> Problem set
**1.** Transcribe the passage on Georgia parental liability between "Section 51-2-3 imposes" and "in this state.", inclusive.
**2.** Using the passage on Georgia parental liability, say yes or no to each statement below, quoting the words that decide it: (a) Section 51-2-3 limits a parent's liability to $10,000 plus court costs. (b) The main parental responsibility provision appears in Section 51-2-3. (c) Under Section 51-2-2, a person is liable only for torts a child commits voluntarily.

[START OF Page extract]

- by Mary Montgomery
- in Divorce
Under Georgia law, parents can be held liable for their children’s actions under several circumstances. The state’s parental liability laws appear in Sections 51-2-2 and 51-2-3 of the Georgia Code. The main parental responsibility provision appears in Section 51-2-2:
“Every person shall be liable for torts committed by . . . his child . . . whether the same are committed by negligence or voluntarily.”
Section 51-2-3 imposes additional parental liability for a child’s “willful or malicious” conduct:
“Every parent . . . having the custody and control over a minor child . . . shall be liable in an amount not to exceed $10,000.00 plus court costs for the willful or malicious acts of the minor child. . . . This . . . shall be cumulative and shall not be restrictive of any remedies now available . . . for injuries or damages arising out of the acts, torts, or negligence of a minor child under the ‘family-purpose car doctrine,’ any statute, or common law in force and effect in this state.

[END OF Page extract]
[START OF Records supplied]

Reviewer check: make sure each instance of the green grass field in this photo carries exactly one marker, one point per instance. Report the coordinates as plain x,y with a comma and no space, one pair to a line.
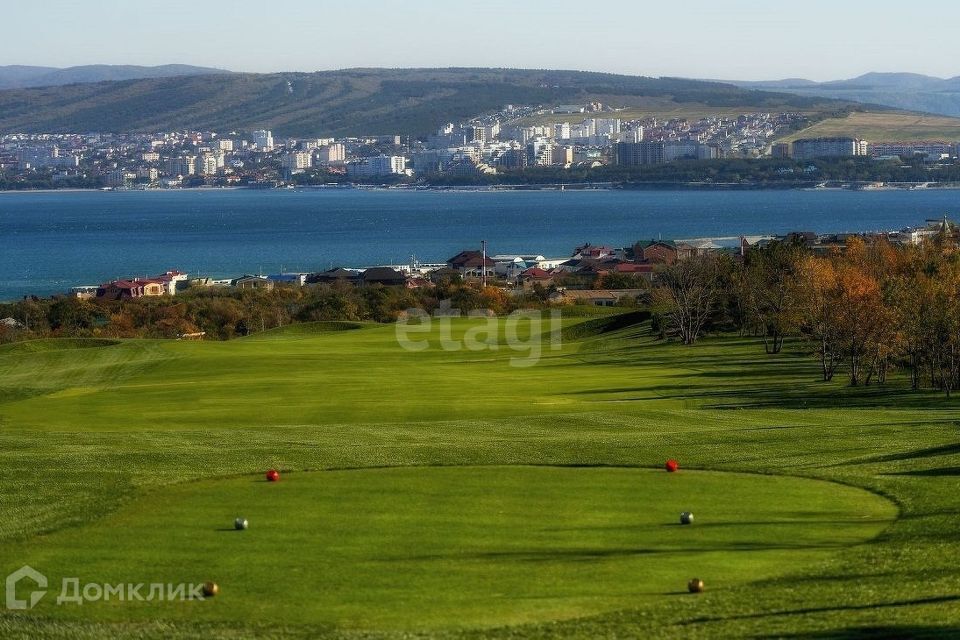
892,126
449,494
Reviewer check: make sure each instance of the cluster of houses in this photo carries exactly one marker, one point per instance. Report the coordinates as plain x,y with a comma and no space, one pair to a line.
517,272
564,280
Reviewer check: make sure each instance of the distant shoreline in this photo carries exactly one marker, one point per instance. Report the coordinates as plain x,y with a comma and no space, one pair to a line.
587,187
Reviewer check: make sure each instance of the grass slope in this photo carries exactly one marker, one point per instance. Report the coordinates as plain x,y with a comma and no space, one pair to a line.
479,546
99,446
885,127
348,102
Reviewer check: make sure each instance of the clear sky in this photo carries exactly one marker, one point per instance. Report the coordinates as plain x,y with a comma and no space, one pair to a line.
732,39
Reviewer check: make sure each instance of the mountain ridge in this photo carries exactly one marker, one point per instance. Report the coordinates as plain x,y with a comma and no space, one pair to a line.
27,76
910,91
349,101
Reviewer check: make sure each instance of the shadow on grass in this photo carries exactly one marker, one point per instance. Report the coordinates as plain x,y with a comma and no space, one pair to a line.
880,633
930,473
929,452
590,555
813,610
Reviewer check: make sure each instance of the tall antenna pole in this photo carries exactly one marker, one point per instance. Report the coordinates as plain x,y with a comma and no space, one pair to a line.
483,265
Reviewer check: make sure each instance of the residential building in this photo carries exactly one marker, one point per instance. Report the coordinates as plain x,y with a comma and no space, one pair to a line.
639,153
297,161
333,153
263,140
811,148
377,166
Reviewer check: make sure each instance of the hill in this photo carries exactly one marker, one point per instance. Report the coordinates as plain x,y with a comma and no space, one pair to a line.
19,76
530,504
911,91
353,101
889,126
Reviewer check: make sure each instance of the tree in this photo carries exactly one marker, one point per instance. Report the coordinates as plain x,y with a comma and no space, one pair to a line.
770,292
687,294
818,291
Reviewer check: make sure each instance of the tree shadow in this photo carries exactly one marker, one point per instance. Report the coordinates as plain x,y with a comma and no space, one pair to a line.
873,606
893,632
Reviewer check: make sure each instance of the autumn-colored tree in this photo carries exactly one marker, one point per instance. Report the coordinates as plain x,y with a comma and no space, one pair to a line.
819,294
769,292
687,294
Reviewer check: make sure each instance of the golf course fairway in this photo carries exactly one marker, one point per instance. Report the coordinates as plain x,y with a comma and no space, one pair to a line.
423,547
448,493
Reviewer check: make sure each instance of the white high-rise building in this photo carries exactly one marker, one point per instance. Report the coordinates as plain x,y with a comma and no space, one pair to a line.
207,164
297,161
334,153
263,140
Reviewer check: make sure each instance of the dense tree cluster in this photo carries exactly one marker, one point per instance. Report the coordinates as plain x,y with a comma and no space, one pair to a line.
227,313
866,310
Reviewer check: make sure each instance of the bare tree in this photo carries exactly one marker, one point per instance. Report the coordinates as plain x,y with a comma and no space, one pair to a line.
687,294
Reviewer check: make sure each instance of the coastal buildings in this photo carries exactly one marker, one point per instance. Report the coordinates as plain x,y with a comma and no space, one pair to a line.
812,148
263,140
377,166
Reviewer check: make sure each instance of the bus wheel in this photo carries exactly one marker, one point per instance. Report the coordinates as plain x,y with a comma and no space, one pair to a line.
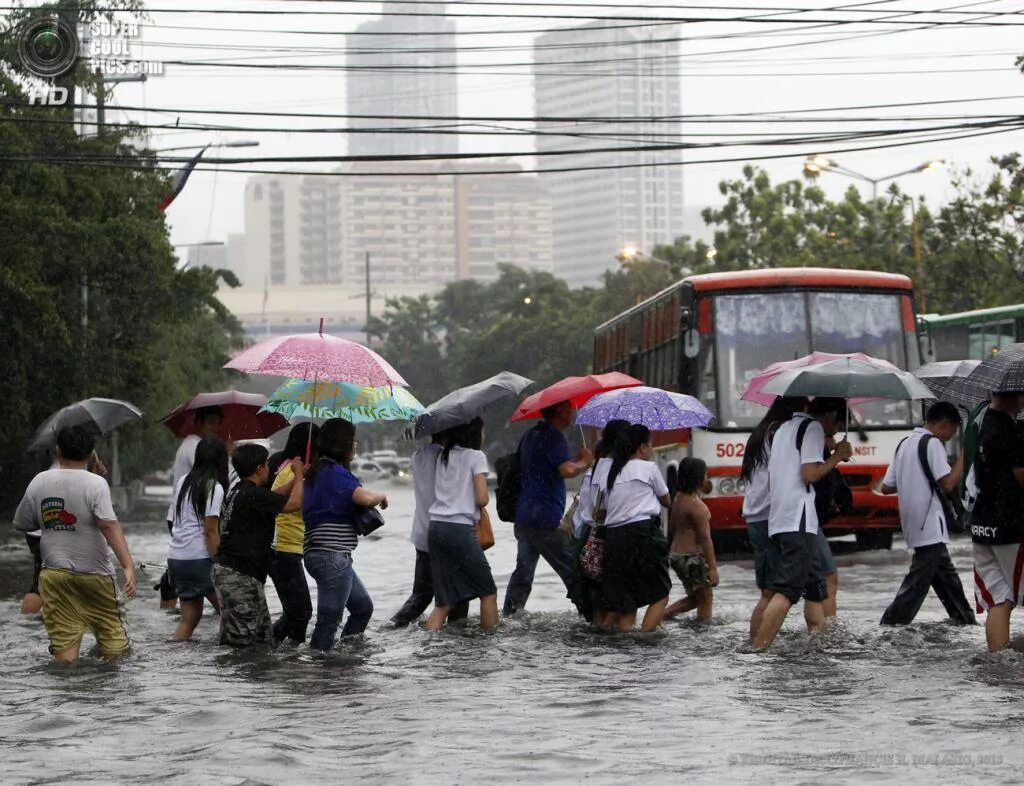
868,539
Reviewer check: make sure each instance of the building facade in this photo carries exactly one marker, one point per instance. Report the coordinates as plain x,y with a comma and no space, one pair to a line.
628,80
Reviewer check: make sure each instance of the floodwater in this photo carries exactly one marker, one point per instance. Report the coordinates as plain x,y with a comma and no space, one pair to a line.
541,700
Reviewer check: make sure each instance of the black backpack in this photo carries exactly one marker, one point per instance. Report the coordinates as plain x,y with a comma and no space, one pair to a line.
509,471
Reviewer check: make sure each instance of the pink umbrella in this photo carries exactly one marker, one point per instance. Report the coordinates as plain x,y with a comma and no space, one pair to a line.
315,356
754,390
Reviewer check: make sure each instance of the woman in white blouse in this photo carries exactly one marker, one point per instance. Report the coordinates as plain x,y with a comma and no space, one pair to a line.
636,554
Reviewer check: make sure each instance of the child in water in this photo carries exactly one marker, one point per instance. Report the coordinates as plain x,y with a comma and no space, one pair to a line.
692,553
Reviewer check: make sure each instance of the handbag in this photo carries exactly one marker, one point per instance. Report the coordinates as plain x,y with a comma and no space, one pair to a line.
484,533
368,520
592,557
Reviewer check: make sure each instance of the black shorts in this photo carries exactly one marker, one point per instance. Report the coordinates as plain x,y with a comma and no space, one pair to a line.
33,541
793,569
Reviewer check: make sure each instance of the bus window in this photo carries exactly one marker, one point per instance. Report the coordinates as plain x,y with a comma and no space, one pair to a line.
752,332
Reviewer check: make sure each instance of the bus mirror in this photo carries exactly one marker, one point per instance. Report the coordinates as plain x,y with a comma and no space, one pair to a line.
691,343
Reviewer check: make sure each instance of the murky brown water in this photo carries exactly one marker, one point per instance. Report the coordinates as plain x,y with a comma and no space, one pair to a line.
541,700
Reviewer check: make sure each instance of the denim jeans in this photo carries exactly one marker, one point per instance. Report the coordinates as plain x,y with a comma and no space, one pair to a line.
338,587
297,609
534,543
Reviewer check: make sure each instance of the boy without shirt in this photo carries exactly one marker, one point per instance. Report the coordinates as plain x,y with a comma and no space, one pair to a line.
692,552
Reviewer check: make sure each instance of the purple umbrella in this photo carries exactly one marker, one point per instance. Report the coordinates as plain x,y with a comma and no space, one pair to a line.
657,409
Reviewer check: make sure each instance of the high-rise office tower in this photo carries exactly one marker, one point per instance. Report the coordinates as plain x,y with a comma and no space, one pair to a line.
401,66
629,79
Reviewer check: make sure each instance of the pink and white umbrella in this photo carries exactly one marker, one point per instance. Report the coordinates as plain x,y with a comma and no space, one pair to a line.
315,356
755,391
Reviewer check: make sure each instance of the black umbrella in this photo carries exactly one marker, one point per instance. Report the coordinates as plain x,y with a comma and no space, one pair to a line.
1003,373
99,416
466,403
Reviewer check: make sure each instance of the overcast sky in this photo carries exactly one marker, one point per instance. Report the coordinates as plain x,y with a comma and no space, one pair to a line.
808,69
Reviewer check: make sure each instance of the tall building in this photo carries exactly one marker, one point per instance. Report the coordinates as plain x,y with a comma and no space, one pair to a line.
630,79
401,66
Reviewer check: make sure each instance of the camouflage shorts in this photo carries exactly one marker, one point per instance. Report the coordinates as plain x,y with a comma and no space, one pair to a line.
692,570
245,618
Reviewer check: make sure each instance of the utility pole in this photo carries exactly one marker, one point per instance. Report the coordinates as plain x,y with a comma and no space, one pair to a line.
368,298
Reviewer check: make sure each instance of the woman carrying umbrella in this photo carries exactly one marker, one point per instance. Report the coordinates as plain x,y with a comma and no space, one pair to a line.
636,555
333,493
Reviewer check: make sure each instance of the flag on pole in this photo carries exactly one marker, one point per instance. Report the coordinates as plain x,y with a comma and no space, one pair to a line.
179,180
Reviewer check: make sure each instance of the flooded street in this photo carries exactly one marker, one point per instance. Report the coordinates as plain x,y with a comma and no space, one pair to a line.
541,700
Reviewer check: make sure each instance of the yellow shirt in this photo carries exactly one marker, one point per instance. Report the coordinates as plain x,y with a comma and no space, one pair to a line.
290,526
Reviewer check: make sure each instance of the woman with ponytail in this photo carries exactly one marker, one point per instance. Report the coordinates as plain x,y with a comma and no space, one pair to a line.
460,569
636,555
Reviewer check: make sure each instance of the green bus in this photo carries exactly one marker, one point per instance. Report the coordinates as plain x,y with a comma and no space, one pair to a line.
970,335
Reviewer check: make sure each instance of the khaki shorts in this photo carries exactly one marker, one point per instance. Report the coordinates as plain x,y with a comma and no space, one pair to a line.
74,603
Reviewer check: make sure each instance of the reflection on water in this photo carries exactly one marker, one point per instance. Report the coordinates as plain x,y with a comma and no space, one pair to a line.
541,699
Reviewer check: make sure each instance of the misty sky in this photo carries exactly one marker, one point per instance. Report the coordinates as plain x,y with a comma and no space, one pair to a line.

[END OF Records supplied]

> The solutions
**1.**
Section 51-2-3 imposes additional parental liability for a child’s “willful or malicious” conduct:
“Every parent . . . having the custody and control over a minor child . . . shall be liable in an amount not to exceed $10,000.00 plus court costs for the willful or malicious acts of the minor child. . . . This . . . shall be cumulative and shall not be restrictive of any remedies now available . . . for injuries or damages arising out of the acts, torts, or negligence of a minor child under the ‘family-purpose car doctrine,’ any statute, or common law in force and effect in this state.

**2.**
(a) Yes: "shall be liable in an amount not to exceed $10,000.00 plus court costs"
(b) No: "The main parental responsibility provision appears in Section 51-2-2"
(c) No: "whether the same are committed by negligence or voluntarily."